■ PAGE
Dvc: Hosting DVC repositories on Gitea?

Created on 8 Feb 2020  路  7Comments  路  Source: iterative/dvc

Hello,

I recently installed Gitea on my personal server. I find it great to manage my git repositories but I was wondering if there was a way to host my DVC repositories as well. My idea is that, since Gitea allows cloning git repositories with SSH, I should be able to clone DVC repositories with SSH as well.

So I tried it with one project. I set a URL for DVC which is as the one for git, but changing the extension from .git to .dvc (ideally, I would like to use this convention). I also created the corresponding directory on the server. If I try to dvc push, I always get this error:

ERROR: unexpected error - EOF during negotiation
------------------------------------------------------------
Traceback (most recent call last):
  File "/home/gcoter/projects/music/unsupervised-source-separation/venv/lib/python3.6/site-packages/paramiko/sftp_client.py", line 130, in __init__
    server_version = self._send_version()
  File "/home/gcoter/projects/music/unsupervised-source-separation/venv/lib/python3.6/site-packages/paramiko/sftp.py", line 134, in _send_version
    t, data = self._read_packet()
  File "/home/gcoter/projects/music/unsupervised-source-separation/venv/lib/python3.6/site-packages/paramiko/sftp.py", line 201, in _read_packet
    x = self._read_all(4)
  File "/home/gcoter/projects/music/unsupervised-source-separation/venv/lib/python3.6/site-packages/paramiko/sftp.py", line 188, in _read_all
    raise EOFError()
EOFError

During handling of the above exception, another exception occurred:

Traceback (most recent call last):
  File "/home/gcoter/projects/music/unsupervised-source-separation/venv/lib/python3.6/site-packages/dvc/main.py", line 49, in main
    ret = cmd.run()
  File "/home/gcoter/projects/music/unsupervised-source-separation/venv/lib/python3.6/site-packages/dvc/command/data_sync.py", line 49, in run
    recursive=self.args.recursive,
  File "/home/gcoter/projects/music/unsupervised-source-separation/venv/lib/python3.6/site-packages/dvc/repo/__init__.py", line 31, in wrapper
    ret = f(repo, *args, **kwargs)
  File "/home/gcoter/projects/music/unsupervised-source-separation/venv/lib/python3.6/site-packages/dvc/repo/push.py", line 25, in push
    return self.cloud.push(used, jobs, remote=remote)
  File "/home/gcoter/projects/music/unsupervised-source-separation/venv/lib/python3.6/site-packages/dvc/data_cloud.py", line 81, in push
    show_checksums=show_checksums,
  File "/home/gcoter/projects/music/unsupervised-source-separation/venv/lib/python3.6/site-packages/dvc/remote/local.py", line 385, in push
    download=False,
  File "/home/gcoter/projects/music/unsupervised-source-separation/venv/lib/python3.6/site-packages/dvc/remote/local.py", line 358, in _process
    download=download,
  File "/home/gcoter/projects/music/unsupervised-source-separation/venv/lib/python3.6/site-packages/dvc/remote/local.py", line 279, in status
    md5s, jobs=jobs, name=str(remote.path_info)

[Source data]
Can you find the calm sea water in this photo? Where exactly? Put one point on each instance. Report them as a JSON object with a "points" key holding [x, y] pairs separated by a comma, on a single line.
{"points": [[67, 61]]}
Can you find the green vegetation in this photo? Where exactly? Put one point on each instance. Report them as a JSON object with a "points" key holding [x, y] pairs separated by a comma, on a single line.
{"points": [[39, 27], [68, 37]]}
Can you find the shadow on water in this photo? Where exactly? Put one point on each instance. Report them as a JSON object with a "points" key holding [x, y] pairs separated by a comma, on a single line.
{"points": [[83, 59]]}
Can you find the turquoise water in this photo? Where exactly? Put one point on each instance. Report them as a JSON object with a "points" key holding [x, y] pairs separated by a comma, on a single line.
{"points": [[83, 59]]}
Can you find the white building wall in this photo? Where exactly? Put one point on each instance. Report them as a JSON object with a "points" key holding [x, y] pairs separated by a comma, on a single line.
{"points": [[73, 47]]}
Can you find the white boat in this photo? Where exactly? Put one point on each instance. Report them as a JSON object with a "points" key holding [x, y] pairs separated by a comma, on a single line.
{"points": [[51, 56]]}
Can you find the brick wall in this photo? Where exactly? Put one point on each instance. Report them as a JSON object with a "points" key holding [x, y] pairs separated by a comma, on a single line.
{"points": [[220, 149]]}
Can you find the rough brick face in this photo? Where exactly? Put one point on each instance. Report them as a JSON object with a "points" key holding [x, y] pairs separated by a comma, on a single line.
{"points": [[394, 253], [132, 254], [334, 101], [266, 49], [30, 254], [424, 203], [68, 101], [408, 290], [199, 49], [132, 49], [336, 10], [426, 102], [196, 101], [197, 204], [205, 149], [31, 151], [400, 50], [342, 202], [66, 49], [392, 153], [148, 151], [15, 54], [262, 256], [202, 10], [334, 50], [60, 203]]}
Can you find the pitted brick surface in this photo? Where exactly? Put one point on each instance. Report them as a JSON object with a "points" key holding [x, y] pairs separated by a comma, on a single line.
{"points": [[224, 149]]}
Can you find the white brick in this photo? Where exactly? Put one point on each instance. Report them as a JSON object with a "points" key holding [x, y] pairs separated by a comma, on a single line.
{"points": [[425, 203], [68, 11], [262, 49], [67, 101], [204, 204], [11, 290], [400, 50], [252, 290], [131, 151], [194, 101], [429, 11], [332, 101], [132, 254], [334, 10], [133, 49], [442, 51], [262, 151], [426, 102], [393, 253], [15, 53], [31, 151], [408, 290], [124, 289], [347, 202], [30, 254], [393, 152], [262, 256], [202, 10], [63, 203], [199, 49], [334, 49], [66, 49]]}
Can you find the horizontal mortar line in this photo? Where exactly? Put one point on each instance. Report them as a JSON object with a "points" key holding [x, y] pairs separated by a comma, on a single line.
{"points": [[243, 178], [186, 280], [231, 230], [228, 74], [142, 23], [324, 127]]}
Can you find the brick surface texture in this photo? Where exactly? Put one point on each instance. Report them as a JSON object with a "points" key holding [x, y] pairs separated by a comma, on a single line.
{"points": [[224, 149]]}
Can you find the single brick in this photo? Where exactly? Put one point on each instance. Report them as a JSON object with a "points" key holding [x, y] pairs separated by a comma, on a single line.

■ WHAT THIS EXERCISE ASKS
A - In the Gitea thread, what file extension did the poster use in the DVC URL in place of .git?
B - Update the stretch of the Gitea thread from "During handling of" through "f(repo, *args, **kwargs)", replacing "exception" with "error".
The listing has no connection to the Gitea thread.

■ SOLUTIONS IN ORDER
A - .dvc

B -
During handling of the above error, another error occurred:

Traceback (most recent call last):
  File "/home/gcoter/projects/music/unsupervised-source-separation/venv/lib/python3.6/site-packages/dvc/main.py", line 49, in main
    ret = cmd.run()
  File "/home/gcoter/projects/music/unsupervised-source-separation/venv/lib/python3.6/site-packages/dvc/command/data_sync.py", line 49, in run
    recursive=self.args.recursive,
  File "/home/gcoter/projects/music/unsupervised-source-separation/venv/lib/python3.6/site-packages/dvc/repo/__init__.py", line 31, in wrapper
    ret = f(repo, *args, **kwargs)